## RECORD LIST

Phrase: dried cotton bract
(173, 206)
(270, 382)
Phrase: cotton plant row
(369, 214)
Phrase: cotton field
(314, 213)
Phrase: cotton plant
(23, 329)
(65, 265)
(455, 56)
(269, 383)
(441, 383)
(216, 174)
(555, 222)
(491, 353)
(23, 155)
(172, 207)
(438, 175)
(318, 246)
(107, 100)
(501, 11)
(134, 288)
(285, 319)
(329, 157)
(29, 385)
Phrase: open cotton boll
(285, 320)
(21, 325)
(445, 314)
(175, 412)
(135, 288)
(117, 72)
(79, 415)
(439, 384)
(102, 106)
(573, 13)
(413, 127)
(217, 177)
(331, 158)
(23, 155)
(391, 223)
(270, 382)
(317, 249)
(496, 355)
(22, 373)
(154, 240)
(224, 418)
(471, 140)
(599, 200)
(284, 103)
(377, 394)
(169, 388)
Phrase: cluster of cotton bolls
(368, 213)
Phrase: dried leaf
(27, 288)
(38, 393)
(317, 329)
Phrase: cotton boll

## BRIEF
Write out all the lines above as a numbered list, omitting any blank lines.

## FINAL RESULT
1. Phrase: dried cotton bract
2. (173, 206)
3. (270, 382)
4. Phrase: cotton plant row
5. (369, 214)
6. Phrase: cotton field
7. (314, 213)
8. Phrase: cotton plant
9. (23, 329)
10. (65, 265)
11. (455, 56)
12. (269, 383)
13. (441, 383)
14. (216, 174)
15. (555, 222)
16. (491, 353)
17. (23, 155)
18. (172, 207)
19. (438, 175)
20. (318, 246)
21. (107, 100)
22. (501, 11)
23. (134, 288)
24. (285, 319)
25. (329, 157)
26. (29, 385)
27. Phrase: open cotton boll
28. (285, 320)
29. (21, 325)
30. (445, 314)
31. (175, 412)
32. (135, 288)
33. (117, 72)
34. (79, 415)
35. (439, 384)
36. (102, 106)
37. (573, 13)
38. (413, 127)
39. (217, 177)
40. (331, 158)
41. (23, 155)
42. (391, 223)
43. (270, 382)
44. (317, 249)
45. (496, 355)
46. (22, 373)
47. (154, 240)
48. (224, 418)
49. (471, 140)
50. (599, 200)
51. (284, 103)
52. (377, 394)
53. (169, 388)
54. Phrase: cluster of cotton bolls
55. (368, 213)
56. Phrase: dried leaf
57. (27, 288)
58. (38, 393)
59. (317, 329)
60. Phrase: cotton boll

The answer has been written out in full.